Work order
Print all entries word for word.
- - -
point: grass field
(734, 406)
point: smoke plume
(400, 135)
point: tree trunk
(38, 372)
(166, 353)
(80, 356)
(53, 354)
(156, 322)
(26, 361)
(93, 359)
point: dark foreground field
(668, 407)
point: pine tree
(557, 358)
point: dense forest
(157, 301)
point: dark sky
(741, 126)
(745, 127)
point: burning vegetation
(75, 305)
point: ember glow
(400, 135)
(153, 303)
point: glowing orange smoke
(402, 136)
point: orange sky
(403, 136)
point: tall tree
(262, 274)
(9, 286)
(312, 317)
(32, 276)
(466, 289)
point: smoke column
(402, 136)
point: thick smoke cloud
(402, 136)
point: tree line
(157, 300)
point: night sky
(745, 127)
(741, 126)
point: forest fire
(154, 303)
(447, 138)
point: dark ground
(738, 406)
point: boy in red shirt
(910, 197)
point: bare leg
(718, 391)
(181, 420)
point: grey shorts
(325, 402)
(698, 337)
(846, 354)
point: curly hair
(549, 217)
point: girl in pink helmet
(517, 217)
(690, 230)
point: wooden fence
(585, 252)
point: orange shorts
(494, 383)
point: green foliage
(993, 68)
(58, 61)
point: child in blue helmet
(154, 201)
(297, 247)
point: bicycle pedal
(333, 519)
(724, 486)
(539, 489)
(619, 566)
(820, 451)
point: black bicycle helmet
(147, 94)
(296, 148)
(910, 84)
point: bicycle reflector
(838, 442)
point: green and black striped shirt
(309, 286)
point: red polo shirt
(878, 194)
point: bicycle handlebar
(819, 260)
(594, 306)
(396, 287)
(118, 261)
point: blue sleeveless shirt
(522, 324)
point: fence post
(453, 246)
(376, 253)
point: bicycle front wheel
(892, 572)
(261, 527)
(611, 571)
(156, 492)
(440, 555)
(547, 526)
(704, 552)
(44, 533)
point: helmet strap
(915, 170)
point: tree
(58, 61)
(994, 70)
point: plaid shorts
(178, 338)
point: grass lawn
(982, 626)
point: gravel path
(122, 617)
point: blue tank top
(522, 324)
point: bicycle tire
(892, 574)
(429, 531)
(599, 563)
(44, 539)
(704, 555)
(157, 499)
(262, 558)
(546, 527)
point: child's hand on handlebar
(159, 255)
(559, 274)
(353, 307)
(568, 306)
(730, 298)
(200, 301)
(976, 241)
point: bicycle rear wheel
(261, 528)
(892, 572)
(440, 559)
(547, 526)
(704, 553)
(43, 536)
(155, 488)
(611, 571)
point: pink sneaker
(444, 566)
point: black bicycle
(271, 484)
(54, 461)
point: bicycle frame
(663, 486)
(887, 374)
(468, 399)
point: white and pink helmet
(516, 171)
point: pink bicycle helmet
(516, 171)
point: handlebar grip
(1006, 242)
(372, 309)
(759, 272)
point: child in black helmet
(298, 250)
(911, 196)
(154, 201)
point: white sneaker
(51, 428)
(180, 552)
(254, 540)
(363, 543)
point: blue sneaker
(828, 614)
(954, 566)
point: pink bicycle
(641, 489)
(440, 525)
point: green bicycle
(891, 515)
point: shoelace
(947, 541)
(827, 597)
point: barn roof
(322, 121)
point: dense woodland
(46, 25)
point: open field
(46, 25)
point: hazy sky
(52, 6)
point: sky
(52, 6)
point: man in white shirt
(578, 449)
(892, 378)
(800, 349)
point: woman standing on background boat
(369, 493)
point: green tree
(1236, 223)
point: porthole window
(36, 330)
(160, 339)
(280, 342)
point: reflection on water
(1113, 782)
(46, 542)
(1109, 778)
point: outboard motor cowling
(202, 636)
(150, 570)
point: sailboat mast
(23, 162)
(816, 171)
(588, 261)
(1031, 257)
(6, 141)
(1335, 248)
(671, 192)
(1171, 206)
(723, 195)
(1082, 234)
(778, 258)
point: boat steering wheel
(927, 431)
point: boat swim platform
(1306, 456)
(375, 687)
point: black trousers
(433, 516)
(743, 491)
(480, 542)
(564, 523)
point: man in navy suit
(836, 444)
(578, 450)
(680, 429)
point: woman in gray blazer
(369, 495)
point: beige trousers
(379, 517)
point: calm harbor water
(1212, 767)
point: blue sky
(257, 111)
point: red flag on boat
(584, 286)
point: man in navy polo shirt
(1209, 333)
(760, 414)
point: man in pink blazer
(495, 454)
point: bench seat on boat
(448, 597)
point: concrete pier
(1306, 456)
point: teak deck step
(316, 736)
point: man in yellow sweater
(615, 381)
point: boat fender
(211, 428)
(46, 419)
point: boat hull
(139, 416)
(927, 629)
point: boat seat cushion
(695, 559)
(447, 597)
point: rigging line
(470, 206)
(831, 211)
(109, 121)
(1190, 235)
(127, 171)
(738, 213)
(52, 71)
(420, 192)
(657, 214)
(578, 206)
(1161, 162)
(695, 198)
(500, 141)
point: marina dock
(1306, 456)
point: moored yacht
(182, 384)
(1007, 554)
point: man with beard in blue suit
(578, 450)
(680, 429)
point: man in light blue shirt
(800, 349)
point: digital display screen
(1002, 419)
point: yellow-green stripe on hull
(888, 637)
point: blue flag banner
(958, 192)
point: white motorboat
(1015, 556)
- - -
Answer
point: grass field
(734, 406)
point: smoke plume
(400, 135)
point: tree trunk
(38, 372)
(166, 353)
(80, 356)
(53, 354)
(156, 322)
(26, 361)
(93, 359)
point: dark foreground field
(668, 407)
point: pine tree
(557, 358)
point: dense forest
(157, 301)
point: dark sky
(741, 126)
(745, 127)
point: burning vegetation
(75, 305)
point: ember glow
(400, 135)
(153, 303)
point: glowing orange smoke
(402, 136)
point: orange sky
(403, 136)
point: tall tree
(262, 274)
(9, 286)
(312, 317)
(32, 276)
(466, 289)
point: smoke column
(402, 136)
point: thick smoke cloud
(402, 136)
point: tree line
(157, 300)
point: night sky
(745, 127)
(741, 126)
point: forest fire
(154, 303)
(447, 138)
point: dark ground
(738, 406)
point: boy in red shirt
(910, 197)
point: bare leg
(718, 391)
(181, 420)
point: grey shorts
(325, 402)
(698, 337)
(846, 354)
point: curly hair
(549, 217)
point: girl in pink helmet
(517, 217)
(690, 230)
point: wooden fence
(585, 252)
point: orange shorts
(494, 383)
point: green foliage
(993, 68)
(58, 61)
point: child in blue helmet
(154, 201)
(297, 247)
point: bicycle pedal
(333, 519)
(724, 486)
(539, 489)
(619, 566)
(820, 451)
point: black bicycle helmet
(147, 94)
(296, 148)
(910, 84)
point: bicycle reflector
(838, 442)
point: green and black striped shirt
(309, 286)
point: red polo shirt
(878, 194)
point: bicycle handlebar
(819, 260)
(594, 306)
(396, 287)
(118, 261)
point: blue sleeveless shirt
(522, 324)
point: fence post
(453, 246)
(376, 253)
point: bicycle front wheel
(892, 572)
(261, 527)
(611, 571)
(156, 492)
(440, 555)
(547, 526)
(704, 552)
(44, 533)
point: helmet strap
(915, 170)
point: tree
(58, 61)
(994, 70)
point: plaid shorts
(178, 338)
point: grass lawn
(982, 626)
point: gravel path
(122, 617)
point: blue tank top
(522, 324)
point: bicycle tire
(892, 574)
(429, 531)
(599, 563)
(44, 539)
(704, 555)
(157, 499)
(262, 558)
(546, 527)
point: child's hand on handlebar
(159, 255)
(559, 274)
(353, 307)
(568, 306)
(730, 298)
(200, 301)
(976, 241)
point: bicycle rear wheel
(261, 528)
(892, 572)
(440, 559)
(547, 526)
(704, 553)
(43, 536)
(155, 488)
(611, 571)
point: pink sneaker
(444, 566)
point: black bicycle
(271, 484)
(54, 461)
point: bicycle frame
(663, 486)
(887, 374)
(468, 399)
point: white and pink helmet
(516, 171)
point: pink bicycle helmet
(516, 171)
point: handlebar grip
(1006, 242)
(372, 309)
(759, 272)
point: child in black helmet
(298, 250)
(911, 196)
(154, 201)
point: white sneaker
(51, 428)
(180, 552)
(254, 540)
(363, 543)
point: blue sneaker
(828, 614)
(954, 566)
point: pink bicycle
(641, 489)
(440, 525)
point: green bicycle
(891, 515)
point: shoelace
(947, 541)
(827, 597)
point: barn roof
(322, 121)
point: dense woodland
(46, 25)
point: open field
(46, 25)
point: hazy sky
(52, 6)
point: sky
(52, 6)
point: man in white shirt
(578, 449)
(892, 378)
(800, 349)
point: woman standing on background boat
(369, 493)
point: green tree
(1236, 223)
point: porthole window
(36, 330)
(160, 339)
(280, 342)
point: reflection on water
(1113, 782)
(46, 542)
(1109, 778)
point: outboard motor cowling
(202, 636)
(150, 570)
point: sailboat mast
(23, 162)
(816, 171)
(588, 261)
(1031, 257)
(6, 141)
(1335, 248)
(671, 192)
(1171, 206)
(723, 195)
(1082, 234)
(778, 258)
point: boat steering wheel
(927, 431)
point: boat swim platform
(1306, 456)
(375, 687)
point: black trousers
(433, 516)
(743, 491)
(480, 542)
(564, 523)
point: man in navy suit
(836, 444)
(578, 450)
(680, 429)
point: woman in gray blazer
(369, 495)
point: beige trousers
(379, 517)
point: calm harbor water
(1212, 767)
point: blue sky
(257, 111)
point: red flag on boat
(584, 286)
point: man in navy polo shirt
(1209, 333)
(760, 414)
point: man in pink blazer
(495, 454)
point: bench seat on boat
(448, 597)
point: concrete pier
(1306, 456)
point: teak deck step
(316, 736)
point: man in yellow sweater
(615, 381)
point: boat fender
(211, 428)
(46, 419)
point: boat hull
(139, 416)
(927, 629)
point: boat seat cushion
(695, 559)
(447, 597)
point: rigging line
(470, 206)
(831, 211)
(109, 121)
(1190, 235)
(127, 171)
(738, 213)
(52, 71)
(420, 192)
(657, 214)
(578, 206)
(1161, 162)
(695, 198)
(500, 141)
point: marina dock
(1306, 456)
point: moored yacht
(182, 384)
(1007, 554)
point: man with beard in blue suit
(578, 450)
(680, 429)
point: man in light blue shirt
(800, 349)
point: digital display screen
(1002, 419)
point: yellow-green stripe on hull
(888, 637)
point: blue flag banner
(958, 192)
point: white motorboat
(1015, 556)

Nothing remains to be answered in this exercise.